# Required work
Transcribe the entries below verbatim, starting at the very first line and stopping after the line that contains "[(645, 40), (240, 183)]".

# Records for processing
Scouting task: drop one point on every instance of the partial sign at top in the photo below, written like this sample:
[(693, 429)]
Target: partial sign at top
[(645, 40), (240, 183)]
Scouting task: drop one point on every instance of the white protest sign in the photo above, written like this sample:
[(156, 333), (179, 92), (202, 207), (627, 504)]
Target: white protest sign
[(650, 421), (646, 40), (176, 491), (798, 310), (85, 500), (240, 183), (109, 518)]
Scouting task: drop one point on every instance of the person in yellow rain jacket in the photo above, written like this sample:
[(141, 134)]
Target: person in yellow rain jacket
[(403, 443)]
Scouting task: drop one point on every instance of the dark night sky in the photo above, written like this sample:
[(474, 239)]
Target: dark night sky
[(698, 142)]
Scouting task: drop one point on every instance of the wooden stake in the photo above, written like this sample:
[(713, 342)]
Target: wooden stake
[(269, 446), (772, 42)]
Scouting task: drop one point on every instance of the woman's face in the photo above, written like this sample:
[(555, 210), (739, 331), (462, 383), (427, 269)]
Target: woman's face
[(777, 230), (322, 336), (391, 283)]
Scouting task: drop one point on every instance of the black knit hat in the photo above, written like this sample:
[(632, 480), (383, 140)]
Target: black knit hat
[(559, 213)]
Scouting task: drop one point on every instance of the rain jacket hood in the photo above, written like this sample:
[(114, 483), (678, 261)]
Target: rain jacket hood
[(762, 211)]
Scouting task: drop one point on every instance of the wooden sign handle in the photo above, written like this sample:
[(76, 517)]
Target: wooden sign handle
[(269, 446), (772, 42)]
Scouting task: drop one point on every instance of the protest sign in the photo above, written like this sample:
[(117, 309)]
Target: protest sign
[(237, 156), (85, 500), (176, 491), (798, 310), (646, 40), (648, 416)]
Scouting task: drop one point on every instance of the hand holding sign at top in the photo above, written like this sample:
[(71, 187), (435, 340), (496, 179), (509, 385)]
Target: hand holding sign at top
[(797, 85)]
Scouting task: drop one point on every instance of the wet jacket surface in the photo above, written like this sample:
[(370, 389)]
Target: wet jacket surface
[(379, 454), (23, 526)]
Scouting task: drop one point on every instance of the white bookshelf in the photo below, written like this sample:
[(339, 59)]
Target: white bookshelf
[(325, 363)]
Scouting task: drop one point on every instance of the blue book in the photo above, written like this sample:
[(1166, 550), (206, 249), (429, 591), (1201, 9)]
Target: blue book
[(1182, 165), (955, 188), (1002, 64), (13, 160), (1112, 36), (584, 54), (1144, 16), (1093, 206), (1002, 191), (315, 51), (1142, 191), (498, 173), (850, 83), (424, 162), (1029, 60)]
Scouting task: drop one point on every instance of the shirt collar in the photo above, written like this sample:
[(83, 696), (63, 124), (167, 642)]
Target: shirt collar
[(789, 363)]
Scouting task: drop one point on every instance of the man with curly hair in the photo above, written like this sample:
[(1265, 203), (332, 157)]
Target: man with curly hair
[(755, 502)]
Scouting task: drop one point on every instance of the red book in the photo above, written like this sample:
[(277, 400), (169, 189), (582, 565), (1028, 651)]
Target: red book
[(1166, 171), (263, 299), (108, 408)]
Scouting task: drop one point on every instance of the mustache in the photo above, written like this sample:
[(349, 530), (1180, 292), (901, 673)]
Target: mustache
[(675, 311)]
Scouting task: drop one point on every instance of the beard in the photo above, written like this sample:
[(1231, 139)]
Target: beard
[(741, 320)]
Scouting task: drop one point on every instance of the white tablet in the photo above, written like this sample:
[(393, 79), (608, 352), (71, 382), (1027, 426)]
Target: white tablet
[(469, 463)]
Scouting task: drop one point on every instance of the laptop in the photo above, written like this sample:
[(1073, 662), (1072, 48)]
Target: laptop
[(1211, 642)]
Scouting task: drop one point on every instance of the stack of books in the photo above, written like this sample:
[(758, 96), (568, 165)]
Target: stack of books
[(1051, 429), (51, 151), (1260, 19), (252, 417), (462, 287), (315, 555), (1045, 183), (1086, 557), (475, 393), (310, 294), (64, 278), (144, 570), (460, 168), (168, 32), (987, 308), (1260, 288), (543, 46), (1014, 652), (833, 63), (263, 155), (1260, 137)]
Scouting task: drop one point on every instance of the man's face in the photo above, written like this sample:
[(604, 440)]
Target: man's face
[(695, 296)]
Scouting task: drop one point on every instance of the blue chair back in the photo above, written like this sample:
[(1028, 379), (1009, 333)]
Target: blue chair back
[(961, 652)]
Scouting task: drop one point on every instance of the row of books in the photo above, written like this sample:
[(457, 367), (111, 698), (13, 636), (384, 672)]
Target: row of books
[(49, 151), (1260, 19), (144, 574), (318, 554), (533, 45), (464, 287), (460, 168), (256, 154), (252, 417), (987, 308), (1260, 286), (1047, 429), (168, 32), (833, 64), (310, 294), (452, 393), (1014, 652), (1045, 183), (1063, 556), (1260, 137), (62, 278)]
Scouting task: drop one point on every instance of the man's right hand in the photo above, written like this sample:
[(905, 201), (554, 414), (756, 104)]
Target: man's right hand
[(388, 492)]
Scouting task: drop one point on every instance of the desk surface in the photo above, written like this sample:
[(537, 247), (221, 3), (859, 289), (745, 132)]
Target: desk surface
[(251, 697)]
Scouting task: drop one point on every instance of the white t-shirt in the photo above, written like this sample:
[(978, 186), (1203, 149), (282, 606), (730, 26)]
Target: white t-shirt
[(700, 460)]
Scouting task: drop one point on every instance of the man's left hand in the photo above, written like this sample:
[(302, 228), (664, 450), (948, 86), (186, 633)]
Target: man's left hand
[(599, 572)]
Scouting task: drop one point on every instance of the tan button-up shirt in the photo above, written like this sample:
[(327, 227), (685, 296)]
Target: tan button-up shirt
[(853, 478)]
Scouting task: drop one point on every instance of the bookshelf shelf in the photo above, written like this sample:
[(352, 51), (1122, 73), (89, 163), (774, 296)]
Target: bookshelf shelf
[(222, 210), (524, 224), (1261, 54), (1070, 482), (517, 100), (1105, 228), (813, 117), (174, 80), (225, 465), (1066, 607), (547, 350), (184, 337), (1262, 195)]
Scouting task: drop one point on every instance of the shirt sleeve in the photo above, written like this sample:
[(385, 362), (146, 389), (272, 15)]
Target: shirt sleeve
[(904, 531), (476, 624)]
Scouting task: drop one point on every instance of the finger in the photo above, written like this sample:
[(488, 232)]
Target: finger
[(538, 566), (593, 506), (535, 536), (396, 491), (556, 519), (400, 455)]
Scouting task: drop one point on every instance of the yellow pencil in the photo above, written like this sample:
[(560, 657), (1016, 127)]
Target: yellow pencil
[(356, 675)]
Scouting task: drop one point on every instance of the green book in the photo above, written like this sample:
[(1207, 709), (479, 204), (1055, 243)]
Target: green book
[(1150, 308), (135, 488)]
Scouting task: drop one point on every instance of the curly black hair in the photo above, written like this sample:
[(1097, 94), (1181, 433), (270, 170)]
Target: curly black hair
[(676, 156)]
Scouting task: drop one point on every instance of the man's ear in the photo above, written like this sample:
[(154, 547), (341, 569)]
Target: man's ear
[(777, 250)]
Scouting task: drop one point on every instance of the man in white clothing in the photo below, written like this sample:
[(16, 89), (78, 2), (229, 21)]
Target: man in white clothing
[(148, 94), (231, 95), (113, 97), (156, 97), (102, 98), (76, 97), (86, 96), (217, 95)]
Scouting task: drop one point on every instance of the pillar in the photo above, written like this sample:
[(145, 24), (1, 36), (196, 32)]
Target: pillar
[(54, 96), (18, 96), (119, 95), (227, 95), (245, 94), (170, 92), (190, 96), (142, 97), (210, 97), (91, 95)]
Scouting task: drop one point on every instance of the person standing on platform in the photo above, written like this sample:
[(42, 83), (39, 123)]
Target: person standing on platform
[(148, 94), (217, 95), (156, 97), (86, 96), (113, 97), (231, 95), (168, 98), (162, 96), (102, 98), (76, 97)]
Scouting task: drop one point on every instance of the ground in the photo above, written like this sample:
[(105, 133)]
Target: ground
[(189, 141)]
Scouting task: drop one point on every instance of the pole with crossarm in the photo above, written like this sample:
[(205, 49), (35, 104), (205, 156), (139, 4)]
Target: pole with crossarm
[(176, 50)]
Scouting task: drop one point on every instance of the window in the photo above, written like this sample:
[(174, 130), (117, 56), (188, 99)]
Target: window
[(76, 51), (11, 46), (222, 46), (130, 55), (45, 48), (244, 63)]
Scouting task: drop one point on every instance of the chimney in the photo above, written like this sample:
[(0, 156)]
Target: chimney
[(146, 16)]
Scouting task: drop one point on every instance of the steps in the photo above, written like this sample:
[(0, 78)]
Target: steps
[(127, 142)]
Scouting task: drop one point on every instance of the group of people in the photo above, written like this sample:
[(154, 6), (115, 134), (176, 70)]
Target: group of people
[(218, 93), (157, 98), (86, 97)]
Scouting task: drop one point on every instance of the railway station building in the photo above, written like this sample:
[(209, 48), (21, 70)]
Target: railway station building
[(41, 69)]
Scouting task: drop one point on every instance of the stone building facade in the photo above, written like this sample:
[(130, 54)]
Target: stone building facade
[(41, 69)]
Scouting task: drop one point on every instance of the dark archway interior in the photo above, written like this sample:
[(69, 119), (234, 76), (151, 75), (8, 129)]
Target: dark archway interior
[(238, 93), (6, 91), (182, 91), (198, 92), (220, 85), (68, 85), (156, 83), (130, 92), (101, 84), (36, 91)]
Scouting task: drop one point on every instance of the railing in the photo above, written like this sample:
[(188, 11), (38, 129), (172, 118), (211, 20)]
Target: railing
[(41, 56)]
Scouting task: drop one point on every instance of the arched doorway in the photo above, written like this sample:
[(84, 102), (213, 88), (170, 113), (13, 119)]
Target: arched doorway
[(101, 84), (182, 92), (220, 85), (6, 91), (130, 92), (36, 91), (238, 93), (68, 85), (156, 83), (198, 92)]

# Output
Scouting task: drop one point on every instance of the partial sign at top in the photo below, written like this sample:
[(693, 429)]
Target: partial sign at top
[(645, 40), (240, 183)]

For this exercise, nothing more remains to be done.